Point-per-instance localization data
☆ ☆ ☆ ☆ ☆ ☆ ☆

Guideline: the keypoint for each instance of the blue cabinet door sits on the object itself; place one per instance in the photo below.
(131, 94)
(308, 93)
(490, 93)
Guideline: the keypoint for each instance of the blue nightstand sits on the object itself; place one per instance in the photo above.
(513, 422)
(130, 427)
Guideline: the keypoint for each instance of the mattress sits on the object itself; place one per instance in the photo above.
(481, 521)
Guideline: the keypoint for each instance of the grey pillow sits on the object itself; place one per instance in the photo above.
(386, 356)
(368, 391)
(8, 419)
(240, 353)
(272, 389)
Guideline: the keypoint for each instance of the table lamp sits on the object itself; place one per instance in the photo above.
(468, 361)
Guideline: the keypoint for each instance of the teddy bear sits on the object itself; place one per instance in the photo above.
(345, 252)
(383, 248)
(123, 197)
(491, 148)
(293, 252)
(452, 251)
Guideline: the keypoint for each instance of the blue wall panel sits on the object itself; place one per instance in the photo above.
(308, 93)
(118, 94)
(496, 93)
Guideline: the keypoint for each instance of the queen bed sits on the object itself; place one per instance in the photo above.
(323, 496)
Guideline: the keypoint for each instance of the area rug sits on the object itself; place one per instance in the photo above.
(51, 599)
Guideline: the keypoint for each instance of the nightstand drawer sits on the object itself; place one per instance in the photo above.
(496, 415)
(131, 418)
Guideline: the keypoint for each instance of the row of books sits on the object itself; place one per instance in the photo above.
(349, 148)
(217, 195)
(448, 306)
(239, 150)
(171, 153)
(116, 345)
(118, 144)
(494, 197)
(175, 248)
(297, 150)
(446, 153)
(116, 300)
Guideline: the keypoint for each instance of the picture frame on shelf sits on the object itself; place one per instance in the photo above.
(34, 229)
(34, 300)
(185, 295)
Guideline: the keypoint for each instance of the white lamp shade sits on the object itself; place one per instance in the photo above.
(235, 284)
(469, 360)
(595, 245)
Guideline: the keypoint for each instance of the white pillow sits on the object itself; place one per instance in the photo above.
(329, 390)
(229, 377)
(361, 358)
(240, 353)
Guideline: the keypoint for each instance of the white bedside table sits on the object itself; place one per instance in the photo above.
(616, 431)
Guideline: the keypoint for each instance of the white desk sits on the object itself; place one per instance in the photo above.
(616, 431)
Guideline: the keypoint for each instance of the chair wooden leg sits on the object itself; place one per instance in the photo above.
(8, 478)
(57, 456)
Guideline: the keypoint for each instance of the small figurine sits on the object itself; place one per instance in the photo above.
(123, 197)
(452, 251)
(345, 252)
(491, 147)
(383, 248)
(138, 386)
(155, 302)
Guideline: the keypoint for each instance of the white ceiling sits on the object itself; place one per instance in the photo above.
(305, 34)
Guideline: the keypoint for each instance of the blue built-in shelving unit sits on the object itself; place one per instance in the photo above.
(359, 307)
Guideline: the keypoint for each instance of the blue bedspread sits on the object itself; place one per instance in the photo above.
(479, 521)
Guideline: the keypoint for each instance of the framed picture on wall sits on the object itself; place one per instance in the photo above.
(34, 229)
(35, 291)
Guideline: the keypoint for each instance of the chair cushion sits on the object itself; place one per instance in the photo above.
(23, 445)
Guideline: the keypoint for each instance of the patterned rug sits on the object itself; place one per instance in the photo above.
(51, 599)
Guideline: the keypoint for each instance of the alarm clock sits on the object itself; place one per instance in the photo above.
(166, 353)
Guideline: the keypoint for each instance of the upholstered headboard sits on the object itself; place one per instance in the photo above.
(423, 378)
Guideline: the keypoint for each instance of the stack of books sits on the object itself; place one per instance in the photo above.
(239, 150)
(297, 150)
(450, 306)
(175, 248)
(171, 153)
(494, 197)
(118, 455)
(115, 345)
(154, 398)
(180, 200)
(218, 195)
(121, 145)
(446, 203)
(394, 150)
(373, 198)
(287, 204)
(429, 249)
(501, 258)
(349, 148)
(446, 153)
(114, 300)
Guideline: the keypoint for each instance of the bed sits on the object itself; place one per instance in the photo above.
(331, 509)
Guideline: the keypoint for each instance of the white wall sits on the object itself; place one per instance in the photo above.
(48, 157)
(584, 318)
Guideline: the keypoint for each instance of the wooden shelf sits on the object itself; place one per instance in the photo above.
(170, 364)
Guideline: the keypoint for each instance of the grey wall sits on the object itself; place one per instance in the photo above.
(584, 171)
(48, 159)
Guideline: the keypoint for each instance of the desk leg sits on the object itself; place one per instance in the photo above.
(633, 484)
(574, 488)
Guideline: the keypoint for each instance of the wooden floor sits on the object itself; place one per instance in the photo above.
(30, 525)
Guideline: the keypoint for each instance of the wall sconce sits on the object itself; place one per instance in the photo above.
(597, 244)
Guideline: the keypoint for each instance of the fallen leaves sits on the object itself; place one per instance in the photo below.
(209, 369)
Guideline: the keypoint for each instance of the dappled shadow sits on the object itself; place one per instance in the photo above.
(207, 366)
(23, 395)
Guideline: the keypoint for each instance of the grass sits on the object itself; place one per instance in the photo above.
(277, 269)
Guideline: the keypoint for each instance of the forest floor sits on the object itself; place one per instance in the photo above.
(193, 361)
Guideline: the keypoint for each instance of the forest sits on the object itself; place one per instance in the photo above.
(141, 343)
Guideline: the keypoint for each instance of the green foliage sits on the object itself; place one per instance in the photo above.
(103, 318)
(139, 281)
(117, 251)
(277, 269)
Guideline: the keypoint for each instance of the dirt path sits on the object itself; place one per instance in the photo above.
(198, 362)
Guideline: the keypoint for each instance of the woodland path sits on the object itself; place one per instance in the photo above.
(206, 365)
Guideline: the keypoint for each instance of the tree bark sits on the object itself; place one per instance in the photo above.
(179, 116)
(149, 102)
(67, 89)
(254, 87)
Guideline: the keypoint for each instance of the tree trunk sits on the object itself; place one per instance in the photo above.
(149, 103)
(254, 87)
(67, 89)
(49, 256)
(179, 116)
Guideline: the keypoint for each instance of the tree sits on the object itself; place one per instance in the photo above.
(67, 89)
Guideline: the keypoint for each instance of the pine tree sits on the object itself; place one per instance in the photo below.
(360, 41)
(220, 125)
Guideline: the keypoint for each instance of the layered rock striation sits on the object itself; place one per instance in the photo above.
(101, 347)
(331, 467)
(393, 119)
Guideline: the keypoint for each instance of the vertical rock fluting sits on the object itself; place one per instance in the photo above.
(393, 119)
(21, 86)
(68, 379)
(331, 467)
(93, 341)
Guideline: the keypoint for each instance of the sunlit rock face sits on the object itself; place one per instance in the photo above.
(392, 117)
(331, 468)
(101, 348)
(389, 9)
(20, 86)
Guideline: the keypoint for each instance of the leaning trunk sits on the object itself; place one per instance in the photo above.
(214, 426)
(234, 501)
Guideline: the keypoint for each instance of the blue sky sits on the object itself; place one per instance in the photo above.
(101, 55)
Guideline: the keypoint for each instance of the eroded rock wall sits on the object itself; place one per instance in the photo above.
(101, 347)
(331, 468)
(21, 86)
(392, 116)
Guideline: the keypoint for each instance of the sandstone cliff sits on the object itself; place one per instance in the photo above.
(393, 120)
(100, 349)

☆ ☆ ☆ ☆ ☆ ☆ ☆

- **WHAT TO WORK ON**:
Each line of the data is to be written out again exactly.

- **YOUR SOLUTION**:
Guideline: the keypoint for each instance of the blue cabinet door sits on the object itself; place one per instance in the photo below.
(131, 94)
(308, 93)
(490, 93)
Guideline: the keypoint for each instance of the blue nightstand sits on the object itself; place one per instance in the photo above.
(513, 422)
(130, 427)
Guideline: the keypoint for each instance of the mattress sits on the object itself; place one per instance in the photo above.
(481, 521)
Guideline: the keypoint for each instance of the grey pillow sits on the object itself; place one per instance in the photo above.
(386, 356)
(368, 391)
(8, 419)
(240, 353)
(272, 389)
Guideline: the keypoint for each instance of the table lamp sits on the object itself; place one per instance in the photo above.
(468, 361)
Guideline: the keypoint for each instance of the teddy bear sits on the object itself; place one per instance in the photo above.
(345, 252)
(383, 248)
(123, 197)
(491, 148)
(293, 252)
(452, 251)
Guideline: the keypoint for each instance of the blue wall panel sits on the object itself; place one per instance in the photo above.
(308, 93)
(118, 94)
(496, 93)
Guideline: the keypoint for each instance of the queen bed sits on the object itself; place one per instance in the photo above.
(323, 496)
Guideline: the keypoint for each instance of the area rug sits on the object itself; place one per instance in the photo above.
(51, 599)
Guideline: the keypoint for each instance of the nightstand drawer sits on the object itself; place one per instance in the photo above.
(496, 415)
(131, 418)
Guideline: the keypoint for each instance of the row of books sits on the object itself; place one per instance in the photo above.
(349, 148)
(217, 195)
(448, 306)
(239, 150)
(171, 153)
(116, 345)
(118, 144)
(494, 197)
(175, 248)
(297, 150)
(446, 153)
(116, 300)
Guideline: the keypoint for each instance of the picture frame on shelf sits on the object itself; place one per instance in the photo above.
(34, 229)
(34, 300)
(185, 295)
Guideline: the keypoint for each instance of the white lamp shade sits on the object itself; place one per instance in the photo above.
(235, 284)
(469, 360)
(595, 245)
Guideline: the keypoint for each instance of the white pillow sits on the object itself; place one per instance in the photo above.
(329, 390)
(229, 377)
(361, 358)
(240, 353)
Guideline: the keypoint for each instance of the white bedside table sits on the object itself; place one per instance in the photo above.
(616, 431)
Guideline: the keypoint for each instance of the white desk sits on the object itself; place one per instance in the photo above.
(616, 431)
Guideline: the keypoint for each instance of the chair wooden leg sits on the object itself; place one per instance in the photo above.
(8, 478)
(57, 456)
Guideline: the keypoint for each instance of the small figurine sits on the object itself; place one per instance in the photo above.
(123, 197)
(452, 251)
(345, 252)
(491, 147)
(383, 248)
(138, 386)
(155, 302)
Guideline: the keypoint for each instance of the white ceiling sits on the object itself; place one per instance in the photo above.
(305, 34)
Guideline: the keypoint for each instance of the blue built-in shelving unit sits on the object itself; place one per instance in the photo above.
(359, 307)
Guideline: the keypoint for each instance of the blue bedspread sits on the object itself; place one per instance in the photo above.
(479, 521)
Guideline: the keypoint for each instance of the framed picture on wall sits on the object itself; place one per instance in the photo above.
(34, 229)
(35, 291)
Guideline: the keypoint for each instance of the chair cushion sits on the object itself; place one per instance in the photo above.
(23, 445)
Guideline: the keypoint for each instance of the patterned rug sits on the object itself; place one per instance in the photo above.
(51, 599)
Guideline: the keypoint for each instance of the alarm clock sits on the object itself; place one per instance in the photo above.
(166, 353)
Guideline: the keypoint for each instance of the upholstered headboard sits on the object itself; place one per instance in the photo above.
(423, 378)
Guideline: the keypoint for each instance of the stack of books sits on the object itself; place one per instance in the photo above.
(239, 150)
(297, 150)
(450, 306)
(175, 248)
(171, 153)
(494, 197)
(118, 455)
(115, 345)
(154, 398)
(180, 200)
(218, 195)
(121, 145)
(446, 203)
(394, 150)
(373, 198)
(287, 204)
(429, 249)
(501, 258)
(349, 148)
(446, 153)
(114, 300)
Guideline: the keypoint for each instance of the bed sits on the object itself; place one per instance in the photo above.
(331, 509)
Guideline: the keypoint for each instance of the white wall sits on the object itself; place one per instance in the photo above.
(48, 157)
(584, 318)
Guideline: the keypoint for each instance of the wooden shelf sits on the object itself; place one per instance in the photo above.
(170, 364)
Guideline: the keypoint for each instance of the grey wall sits on the object itself; place one per instance in the photo above.
(584, 171)
(48, 159)
Guideline: the keypoint for each instance of the desk leg sits on the object itself; place one per instance in the photo above.
(633, 484)
(574, 488)
Guideline: the keypoint for each instance of the wooden floor sits on the object itself; place one per instance in the photo above.
(30, 525)
Guideline: the keypoint for each instance of the wall sconce sits on the object itself; place one per instance in the photo above.
(597, 244)
Guideline: the keypoint for each instance of the fallen leaves sits on the object itself; place one per instance in the photo below.
(209, 369)
Guideline: the keypoint for each instance of the dappled shadow sits on the object itself; place one per instance in the photo above.
(207, 366)
(23, 395)
Guideline: the keypoint for each instance of the grass sits on the object itself; place one per instance in the photo above.
(277, 269)
Guideline: the keypoint for each instance of the forest floor sits on the object itself; place one per instance in the photo above.
(193, 361)
Guideline: the keypoint for each instance of the forest sits on the object itself; place one per instance in the photo above.
(141, 343)
Guideline: the keypoint for each instance of the green foliage sits on the object itself; place one per instance in the photo above.
(103, 318)
(139, 281)
(117, 251)
(277, 269)
Guideline: the keypoint for each instance of the dirt path sits on the object itself; place one per instance in the photo above.
(198, 362)
Guideline: the keypoint for each instance of the woodland path sits on the object itself; place one per instance in the photo above.
(206, 365)
Guideline: the keypoint for each instance of the tree bark sits on the object itself; place one per instance in the photo above.
(179, 116)
(149, 102)
(67, 89)
(254, 87)
Guideline: the keypoint for each instance of the tree trunk sits on the object itself; place one per instance in the photo above.
(149, 103)
(254, 87)
(67, 89)
(49, 256)
(179, 116)
Guideline: the keypoint for each instance of the tree sits on the object itself; place one per instance in the photo above.
(67, 89)
Guideline: the keypoint for each instance of the pine tree sits on the object itself; place one per instance in the photo below.
(360, 41)
(220, 125)
Guideline: the keypoint for each instance of the layered rock striation sits on the object itself; place one per instance in the photo above.
(101, 347)
(331, 467)
(393, 119)
Guideline: the keypoint for each instance of the vertical rock fluting sits on the object itself; place one per instance in the photo above.
(393, 119)
(21, 86)
(68, 379)
(331, 467)
(93, 341)
Guideline: the keypoint for each instance of the sunlit rock face sits on the object itself; place one per instance in the photo above.
(392, 117)
(331, 468)
(101, 348)
(389, 9)
(20, 86)
Guideline: the keypoint for each instance of the leaning trunk sits on the object itself; place one per instance in the photo above.
(214, 426)
(234, 501)
Guideline: the keypoint for each instance of the blue sky sits on the object itself; place one per instance in the photo above.
(101, 55)
Guideline: the keypoint for each instance of the eroded rock wall sits on the object itself; place one per instance in the photo above.
(101, 347)
(331, 468)
(21, 86)
(392, 116)
Guideline: the keypoint for each instance of the sandstone cliff sits on the object itself; place one per instance in the photo above.
(393, 120)
(100, 349)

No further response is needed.